_About this exercise_
Line by line, transcribe the material shown below exactly.

===

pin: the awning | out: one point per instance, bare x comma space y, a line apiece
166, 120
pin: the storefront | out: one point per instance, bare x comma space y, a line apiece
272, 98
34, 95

===

_Task response_
pin: the awning | out: one point per instance, bare x comma space y, a line apiece
166, 120
pin: the storefront | out: one point per instance, bare x comma space y, a line apiece
272, 98
34, 95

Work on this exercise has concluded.